### [EXCERTO]
========================================

X) — Dá-se por integralmente reproduzido o teor dos documentos juntos a fls. 7 e 8 [adendas ao contrato, datadas de 1.8.2000, relativas às moradias em construção, documentos onde se discriminam as fases de pagamento e os preços].

Y) — Já foi reparado o muro referido em 1), sendo que o autor pagou, em 29/10/2001, pela construção de tal muro, a quantia de 234.000$00 (€ 1167,19).
***

Da Base Instrutória:

1. — No decurso da execução da empreitada pelo Réu, este procedeu, por sua conta e risco, a movimentos de terras na obra.

2. — O muro contíguo ao lote 35 fissurou e entortou numa extensão de 12 metros.

3. — A reunião referida em L) foi agendada para nela ser discutido o problema do muro.

4. — Quando estavam todos — autor, sua esposa, arquitecto E.........., Sr. F........., junto ao muro — surgiu o Réu, acompanhado dos seus três filhos, G.........., H.......... e I.........., e de um empregado, todos com ar ameaçador, provocatório e intimidatório.

========================================

### [DADOS BRUTOS]

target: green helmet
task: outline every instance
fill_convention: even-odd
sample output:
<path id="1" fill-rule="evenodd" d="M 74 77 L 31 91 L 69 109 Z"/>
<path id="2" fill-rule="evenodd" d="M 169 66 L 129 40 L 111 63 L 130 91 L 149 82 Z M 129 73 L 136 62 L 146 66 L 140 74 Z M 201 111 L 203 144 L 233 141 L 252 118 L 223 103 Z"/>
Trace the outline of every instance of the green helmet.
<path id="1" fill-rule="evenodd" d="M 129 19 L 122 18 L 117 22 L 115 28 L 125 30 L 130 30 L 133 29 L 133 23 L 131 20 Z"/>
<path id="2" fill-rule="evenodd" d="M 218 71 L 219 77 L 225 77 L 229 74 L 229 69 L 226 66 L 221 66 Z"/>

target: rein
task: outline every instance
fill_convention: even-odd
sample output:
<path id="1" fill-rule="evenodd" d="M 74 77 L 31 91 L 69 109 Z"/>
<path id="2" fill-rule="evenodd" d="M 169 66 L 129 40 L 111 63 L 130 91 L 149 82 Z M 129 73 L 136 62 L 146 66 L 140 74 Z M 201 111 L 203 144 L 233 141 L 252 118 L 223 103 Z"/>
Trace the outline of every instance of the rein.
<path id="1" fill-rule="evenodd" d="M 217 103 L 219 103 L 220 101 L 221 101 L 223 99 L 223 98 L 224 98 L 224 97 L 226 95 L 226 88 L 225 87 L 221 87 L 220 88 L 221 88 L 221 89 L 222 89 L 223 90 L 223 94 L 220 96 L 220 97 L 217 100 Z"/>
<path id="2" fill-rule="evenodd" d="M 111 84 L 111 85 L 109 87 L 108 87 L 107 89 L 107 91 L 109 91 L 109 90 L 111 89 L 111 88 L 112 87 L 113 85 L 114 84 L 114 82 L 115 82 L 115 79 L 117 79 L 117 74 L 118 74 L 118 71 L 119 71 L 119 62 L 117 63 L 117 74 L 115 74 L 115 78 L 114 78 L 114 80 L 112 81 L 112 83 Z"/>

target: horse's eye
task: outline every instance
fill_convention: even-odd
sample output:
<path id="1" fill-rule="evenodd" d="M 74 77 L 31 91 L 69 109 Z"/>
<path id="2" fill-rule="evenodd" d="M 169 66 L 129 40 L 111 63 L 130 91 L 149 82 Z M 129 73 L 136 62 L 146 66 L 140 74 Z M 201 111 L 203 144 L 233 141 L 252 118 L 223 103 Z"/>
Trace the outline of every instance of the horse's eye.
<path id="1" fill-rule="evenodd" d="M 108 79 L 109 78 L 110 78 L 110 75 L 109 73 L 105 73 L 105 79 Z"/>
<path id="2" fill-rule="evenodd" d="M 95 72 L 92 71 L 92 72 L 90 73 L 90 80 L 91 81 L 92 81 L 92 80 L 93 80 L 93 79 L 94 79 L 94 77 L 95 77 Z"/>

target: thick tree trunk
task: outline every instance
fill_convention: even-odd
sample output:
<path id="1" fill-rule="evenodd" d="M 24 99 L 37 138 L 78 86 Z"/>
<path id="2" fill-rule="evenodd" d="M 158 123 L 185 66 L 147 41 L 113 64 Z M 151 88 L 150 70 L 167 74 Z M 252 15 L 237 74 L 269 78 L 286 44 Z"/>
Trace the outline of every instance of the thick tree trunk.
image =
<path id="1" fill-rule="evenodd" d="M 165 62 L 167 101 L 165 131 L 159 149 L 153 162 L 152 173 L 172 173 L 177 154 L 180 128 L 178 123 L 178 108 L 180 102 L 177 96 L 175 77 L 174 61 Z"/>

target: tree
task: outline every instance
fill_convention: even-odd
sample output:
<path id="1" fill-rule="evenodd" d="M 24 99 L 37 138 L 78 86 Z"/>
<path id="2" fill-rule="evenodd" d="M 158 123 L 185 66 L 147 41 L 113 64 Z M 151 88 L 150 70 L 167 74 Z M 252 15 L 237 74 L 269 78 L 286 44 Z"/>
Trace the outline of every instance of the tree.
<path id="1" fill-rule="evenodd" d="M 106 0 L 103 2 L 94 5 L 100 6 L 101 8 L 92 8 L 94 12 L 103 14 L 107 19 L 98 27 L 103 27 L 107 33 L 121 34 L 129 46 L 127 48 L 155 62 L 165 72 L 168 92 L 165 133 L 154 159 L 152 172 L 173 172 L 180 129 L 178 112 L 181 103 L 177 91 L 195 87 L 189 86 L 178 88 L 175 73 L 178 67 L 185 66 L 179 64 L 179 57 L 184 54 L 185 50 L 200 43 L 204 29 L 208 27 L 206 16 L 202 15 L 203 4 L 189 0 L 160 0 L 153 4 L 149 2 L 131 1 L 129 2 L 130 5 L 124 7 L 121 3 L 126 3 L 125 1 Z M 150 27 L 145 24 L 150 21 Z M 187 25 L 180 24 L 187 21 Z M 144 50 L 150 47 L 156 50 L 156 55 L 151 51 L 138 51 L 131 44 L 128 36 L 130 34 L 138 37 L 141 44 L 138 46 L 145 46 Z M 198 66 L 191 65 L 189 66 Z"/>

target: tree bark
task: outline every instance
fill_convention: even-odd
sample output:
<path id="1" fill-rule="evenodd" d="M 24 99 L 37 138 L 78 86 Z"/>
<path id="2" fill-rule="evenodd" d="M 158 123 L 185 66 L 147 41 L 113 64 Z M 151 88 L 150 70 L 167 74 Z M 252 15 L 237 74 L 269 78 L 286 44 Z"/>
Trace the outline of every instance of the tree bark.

========================================

### [PROBLEMAS A RESOLVER]
1. Pode transcrever sem alterações a parte do excerto sobre a empreitada e o muro que começa em "X) — Dá-se por" e termina em "e os preços]."?
2. Pode continuar o excerto sobre a empreitada e o muro a partir do ponto onde termina?

### [PROBLEMAS RESOLVIDOS]
1.
X) — Dá-se por integralmente reproduzido o teor dos documentos juntos a fls. 7 e 8 [adendas ao contrato, datadas de 1.8.2000, relativas às moradias em construção, documentos onde se discriminam as fases de pagamento e os preços].

2.
5. — O Autor, apercebendo-se da intenção do grupo, transmitiu ao réu, que assim não poderia resolver o problema pelo que ia abandonar o local para evitar aborrecimentos.

6. — Quando o Autor tentou ausentar-se do local, foi, de imediato e pela força, impedido de o fazer pelos acompanhantes do réu, que o retiveram no local cerca de uma hora.

7. — Durante esse tempo, estiveram, Autor e sua mulher, sujeitos a violentação moral e física.

8. — O filho do arguido, I.........., agarrou o braço do Autor e disse: “Oh meu filho da puta, tu daqui não sais vivo se não pagares o que deves ao meu pai, nem que te fodas”.

9. — Os filhos do arguido, H.......... e I.........., gritavam para o Autor, dizendo-lhe: “Seu filho da puta, caloteiro, vigarista, advogado de merda, hoje matamos-te aqui”, tendo-lhe o próprio Réu dito também: “filho da puta, caloteiro”.

10. — O Autor tentou, do seu telemóvel, ligar para a Polícia, o filho do Réu, I.........., desferiu-lhe um murro no braço, dizendo: “Tu e ela morrem aqui hoje, se não pagares”.

11. — O mesmo I.......... encostou o Autor contra um muro e berrando para ele disse: “Eu mato-te, eu mato-te, seu filho da puta”.

12. — Quando a mulher do Autor tentou socorrê-lo, o I.......... deitou-lhe as mãos ao pescoço, dizendo “nenhuma puta me põe as mãos em cima”.

13. — O I.......... e o H.......... empurraram o Autor contra o muro do lote contíguo à sua propriedade.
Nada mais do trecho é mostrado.